-- START OF Task material --
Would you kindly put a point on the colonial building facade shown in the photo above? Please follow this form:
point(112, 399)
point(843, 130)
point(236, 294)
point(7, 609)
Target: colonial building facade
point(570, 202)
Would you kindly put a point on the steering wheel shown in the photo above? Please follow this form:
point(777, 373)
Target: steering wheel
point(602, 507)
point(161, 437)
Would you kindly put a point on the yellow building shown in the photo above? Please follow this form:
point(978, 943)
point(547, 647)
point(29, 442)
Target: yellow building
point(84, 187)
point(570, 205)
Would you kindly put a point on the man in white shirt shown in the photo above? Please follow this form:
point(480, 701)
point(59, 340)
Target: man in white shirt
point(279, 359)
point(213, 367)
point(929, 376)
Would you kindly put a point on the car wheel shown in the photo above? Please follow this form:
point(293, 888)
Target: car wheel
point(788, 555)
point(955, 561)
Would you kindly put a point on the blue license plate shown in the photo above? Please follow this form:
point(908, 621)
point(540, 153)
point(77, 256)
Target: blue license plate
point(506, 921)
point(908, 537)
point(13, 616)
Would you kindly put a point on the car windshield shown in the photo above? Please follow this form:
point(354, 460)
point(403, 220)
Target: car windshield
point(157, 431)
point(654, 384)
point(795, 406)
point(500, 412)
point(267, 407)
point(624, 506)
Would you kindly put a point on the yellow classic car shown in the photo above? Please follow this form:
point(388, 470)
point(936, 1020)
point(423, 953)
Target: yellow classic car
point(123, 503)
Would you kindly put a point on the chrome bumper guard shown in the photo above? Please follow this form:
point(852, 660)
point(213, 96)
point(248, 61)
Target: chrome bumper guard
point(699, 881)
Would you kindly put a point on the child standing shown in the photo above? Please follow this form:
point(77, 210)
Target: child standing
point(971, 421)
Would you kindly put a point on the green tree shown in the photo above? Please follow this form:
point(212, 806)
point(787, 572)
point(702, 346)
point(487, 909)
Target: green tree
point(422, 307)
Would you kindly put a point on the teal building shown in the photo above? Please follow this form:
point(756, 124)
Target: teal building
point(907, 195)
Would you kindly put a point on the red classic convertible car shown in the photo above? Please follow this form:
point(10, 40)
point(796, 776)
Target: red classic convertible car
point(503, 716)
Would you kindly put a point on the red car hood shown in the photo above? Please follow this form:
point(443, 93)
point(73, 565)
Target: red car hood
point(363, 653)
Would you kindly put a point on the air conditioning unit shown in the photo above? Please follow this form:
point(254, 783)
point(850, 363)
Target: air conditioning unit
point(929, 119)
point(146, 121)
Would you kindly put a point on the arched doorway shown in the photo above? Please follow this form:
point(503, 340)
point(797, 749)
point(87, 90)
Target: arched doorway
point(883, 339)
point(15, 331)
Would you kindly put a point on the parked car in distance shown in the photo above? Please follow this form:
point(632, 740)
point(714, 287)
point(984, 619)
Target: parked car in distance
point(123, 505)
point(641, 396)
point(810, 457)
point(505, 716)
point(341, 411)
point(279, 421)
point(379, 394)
-- END OF Task material --
**Objective:** Turn the items, starting at their first line and ending at the line that contains "point(955, 561)", into a Markdown table with the columns n and Line. Give each non-blank line its own numbered row and leave out blank lines.

**Reply:**
| n | Line |
|---|---|
| 1 | Would you kindly put a point on the colonial building facade shown in the photo above? Please follow this form: |
| 2 | point(112, 399) |
| 3 | point(843, 130) |
| 4 | point(236, 294) |
| 5 | point(7, 609) |
| 6 | Target: colonial building facade |
| 7 | point(570, 202) |
| 8 | Would you kindly put a point on the steering wheel shown in the photo above? Please follow this form: |
| 9 | point(777, 373) |
| 10 | Target: steering wheel |
| 11 | point(602, 507) |
| 12 | point(161, 437) |
| 13 | Would you kindly put a point on the yellow building shown in the photo above? Please follow this form: |
| 14 | point(978, 943) |
| 15 | point(547, 647) |
| 16 | point(29, 442) |
| 17 | Target: yellow building |
| 18 | point(84, 187) |
| 19 | point(570, 205) |
| 20 | Would you kindly put a point on the man in white shirt shown in the photo above? Please follow this form: |
| 21 | point(480, 701) |
| 22 | point(59, 340) |
| 23 | Target: man in white shirt |
| 24 | point(279, 359) |
| 25 | point(213, 367) |
| 26 | point(929, 376) |
| 27 | Would you kindly put a point on the car wheel shown in the photo above? Please follow this form: |
| 28 | point(293, 888) |
| 29 | Target: car wheel |
| 30 | point(788, 555) |
| 31 | point(955, 561) |